== PROBLEM REQUIREMENTS ==
Copy out every line of the material below that contains the word "door".

== DATA SUPPLIED ==

--*--

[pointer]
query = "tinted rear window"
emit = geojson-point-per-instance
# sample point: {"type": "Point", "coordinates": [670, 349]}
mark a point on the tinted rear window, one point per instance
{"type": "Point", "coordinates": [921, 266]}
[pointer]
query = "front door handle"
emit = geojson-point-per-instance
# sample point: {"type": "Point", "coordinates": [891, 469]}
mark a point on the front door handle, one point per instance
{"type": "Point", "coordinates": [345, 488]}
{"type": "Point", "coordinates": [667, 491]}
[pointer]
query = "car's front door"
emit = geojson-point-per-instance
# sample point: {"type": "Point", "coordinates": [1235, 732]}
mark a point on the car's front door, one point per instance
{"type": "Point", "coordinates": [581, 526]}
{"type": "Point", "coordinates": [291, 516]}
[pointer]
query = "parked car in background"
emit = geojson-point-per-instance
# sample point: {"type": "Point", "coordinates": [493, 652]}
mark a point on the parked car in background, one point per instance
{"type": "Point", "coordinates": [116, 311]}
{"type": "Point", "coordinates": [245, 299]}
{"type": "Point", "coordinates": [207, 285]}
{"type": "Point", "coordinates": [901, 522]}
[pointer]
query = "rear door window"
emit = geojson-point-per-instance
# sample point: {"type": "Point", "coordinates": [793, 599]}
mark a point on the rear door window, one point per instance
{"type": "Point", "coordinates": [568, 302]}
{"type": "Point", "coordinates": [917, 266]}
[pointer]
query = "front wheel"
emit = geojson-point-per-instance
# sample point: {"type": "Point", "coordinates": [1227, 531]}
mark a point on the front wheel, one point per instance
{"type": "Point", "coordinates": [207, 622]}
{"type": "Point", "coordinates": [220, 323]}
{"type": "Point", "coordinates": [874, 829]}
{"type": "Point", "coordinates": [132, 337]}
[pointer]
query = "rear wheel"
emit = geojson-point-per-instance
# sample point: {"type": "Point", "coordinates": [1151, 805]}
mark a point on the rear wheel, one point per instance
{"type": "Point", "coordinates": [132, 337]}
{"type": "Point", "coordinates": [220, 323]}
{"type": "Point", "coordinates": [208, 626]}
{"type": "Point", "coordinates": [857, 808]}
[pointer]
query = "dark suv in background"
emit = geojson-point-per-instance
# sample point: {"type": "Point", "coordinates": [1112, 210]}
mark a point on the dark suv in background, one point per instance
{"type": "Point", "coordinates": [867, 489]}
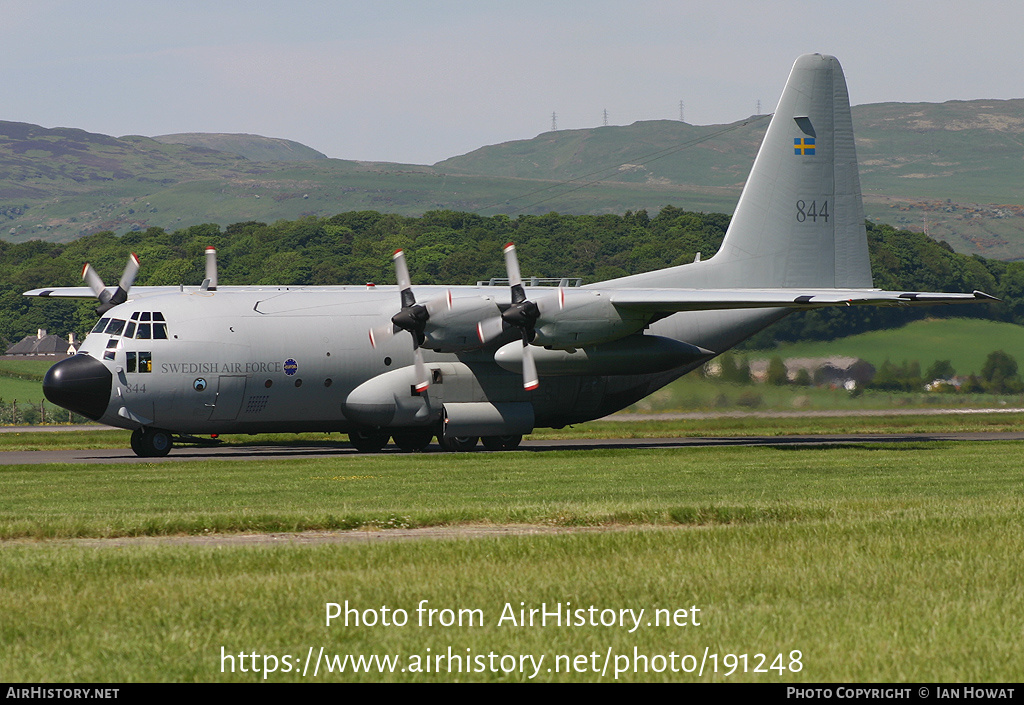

--*--

== CORRECT ANSWER ==
query = "front door handle"
mark a point on the front door handle, one point per instance
query = "car's front door"
mark a point on the car's front door, one point per instance
query = "rear door window"
mark a point on the rear door window, one point per instance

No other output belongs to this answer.